LIST OF TASKS:
**1)** Render this sentence from the essay on art and nature in Spanish: "In my work, I aim to make the invisible visible — through shape, texture, light, and motion."
**2)** In the essay on art and nature, where did the artist spend childhood?
**3)** Reproduce the essay on art and nature from "In Dialogue with" to "contemplative and crafted.".

PAGE EXCERPT:
===

In Dialogue with Nature
Art as a Living Dialogue with Nature
by Nidia Hansen
Art, for me, is a layered practice — both sacred and functional, contemplative and crafted.
As a visual artist, illustrator, designer, and digital creator, I move between worlds. Some of my work is meant to be lived with — visual stories that become ready to use, holdable, printable. But my conceptual and immersive art comes from a deeper space: it is where I engage in a living dialogue with nature — an offering, a reflection, a ritual.
This relationship was seeded early, during my childhood in Colombia, a country of immense biodiversity where nature is abundant and everywhere — wild, vibrant, instructive. My sensitivity to natural rhythms evolved further through my background as a horticulturist, gardener, and naturalist. Working with plants, soil, and seasonal cycles gave me a way of seeing that is both scientific and spiritual. Nature has always been my collaborator, my teacher, my source of inspiration and reverence.
But nature doesn’t only speak through what we see — it moves in unseen rhythms: cosmic cycles, planetary shifts, energetic flows. These subtle forces shape how I create. I often sense them before I fully understand them.
In my work, I aim to make the invisible visible — through shape, texture, light, and motion.

===

(Saved data entries)
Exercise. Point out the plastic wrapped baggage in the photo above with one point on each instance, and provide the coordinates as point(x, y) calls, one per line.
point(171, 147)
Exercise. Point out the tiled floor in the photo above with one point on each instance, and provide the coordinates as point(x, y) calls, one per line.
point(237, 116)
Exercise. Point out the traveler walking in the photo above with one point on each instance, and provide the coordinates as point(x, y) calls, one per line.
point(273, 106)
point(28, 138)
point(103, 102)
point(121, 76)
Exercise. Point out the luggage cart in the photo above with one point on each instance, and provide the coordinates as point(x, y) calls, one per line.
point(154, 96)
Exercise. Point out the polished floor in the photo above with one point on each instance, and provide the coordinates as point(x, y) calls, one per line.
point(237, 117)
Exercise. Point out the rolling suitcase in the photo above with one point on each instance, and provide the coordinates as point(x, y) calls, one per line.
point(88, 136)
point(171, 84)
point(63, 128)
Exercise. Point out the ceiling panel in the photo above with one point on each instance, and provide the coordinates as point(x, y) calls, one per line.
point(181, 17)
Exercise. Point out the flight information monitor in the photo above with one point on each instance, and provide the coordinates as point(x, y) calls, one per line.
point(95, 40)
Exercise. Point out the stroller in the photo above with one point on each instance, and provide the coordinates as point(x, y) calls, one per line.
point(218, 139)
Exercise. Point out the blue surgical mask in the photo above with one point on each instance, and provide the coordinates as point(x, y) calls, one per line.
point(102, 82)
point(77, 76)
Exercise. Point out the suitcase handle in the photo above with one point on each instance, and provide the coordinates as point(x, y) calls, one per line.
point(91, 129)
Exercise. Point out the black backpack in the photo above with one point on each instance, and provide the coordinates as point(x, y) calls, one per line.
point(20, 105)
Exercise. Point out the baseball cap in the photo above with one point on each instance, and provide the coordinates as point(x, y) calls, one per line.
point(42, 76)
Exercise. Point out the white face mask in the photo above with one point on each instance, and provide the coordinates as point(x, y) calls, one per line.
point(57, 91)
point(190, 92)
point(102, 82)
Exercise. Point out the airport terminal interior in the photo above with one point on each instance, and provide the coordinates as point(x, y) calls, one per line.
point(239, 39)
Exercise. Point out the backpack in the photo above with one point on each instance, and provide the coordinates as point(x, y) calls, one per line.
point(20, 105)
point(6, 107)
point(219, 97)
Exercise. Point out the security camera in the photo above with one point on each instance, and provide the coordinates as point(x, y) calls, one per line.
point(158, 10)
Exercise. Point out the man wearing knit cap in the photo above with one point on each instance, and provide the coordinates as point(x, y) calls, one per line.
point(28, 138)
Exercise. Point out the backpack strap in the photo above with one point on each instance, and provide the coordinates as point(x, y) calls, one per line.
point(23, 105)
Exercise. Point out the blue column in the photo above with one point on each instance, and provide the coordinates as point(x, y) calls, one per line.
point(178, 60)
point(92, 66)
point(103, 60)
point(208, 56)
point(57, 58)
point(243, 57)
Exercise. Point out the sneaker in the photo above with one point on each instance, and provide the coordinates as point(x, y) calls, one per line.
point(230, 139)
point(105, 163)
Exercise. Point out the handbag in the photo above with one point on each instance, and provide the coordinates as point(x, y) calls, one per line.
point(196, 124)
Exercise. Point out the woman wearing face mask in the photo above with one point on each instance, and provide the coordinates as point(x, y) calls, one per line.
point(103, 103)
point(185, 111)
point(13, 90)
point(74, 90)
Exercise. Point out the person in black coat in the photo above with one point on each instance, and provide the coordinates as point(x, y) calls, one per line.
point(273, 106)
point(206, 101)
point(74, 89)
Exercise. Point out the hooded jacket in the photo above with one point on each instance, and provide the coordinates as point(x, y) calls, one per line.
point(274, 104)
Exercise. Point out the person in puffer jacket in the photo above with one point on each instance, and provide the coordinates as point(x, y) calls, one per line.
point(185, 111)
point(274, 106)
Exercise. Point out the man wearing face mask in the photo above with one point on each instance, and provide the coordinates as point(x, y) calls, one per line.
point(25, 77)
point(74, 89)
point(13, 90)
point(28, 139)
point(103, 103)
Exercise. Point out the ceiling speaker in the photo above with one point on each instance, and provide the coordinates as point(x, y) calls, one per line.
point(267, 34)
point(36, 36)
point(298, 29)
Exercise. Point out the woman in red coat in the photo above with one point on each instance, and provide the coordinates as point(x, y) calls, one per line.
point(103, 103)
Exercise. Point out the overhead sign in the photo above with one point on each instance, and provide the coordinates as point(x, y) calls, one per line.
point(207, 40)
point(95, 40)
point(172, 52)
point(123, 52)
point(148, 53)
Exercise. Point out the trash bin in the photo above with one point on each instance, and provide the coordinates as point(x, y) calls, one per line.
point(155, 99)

===

TASK-BY-TASK OUTPUTS:
**1)** En mi obra, busco hacer visible lo invisible — a través de la forma, la textura, la luz y el movimiento.

**2)** Colombia

**3)**
In Dialogue with Nature
Art as a Living Dialogue with Nature
by Nidia Hansen
Art, for me, is a layered practice — both sacred and functional, contemplative and crafted.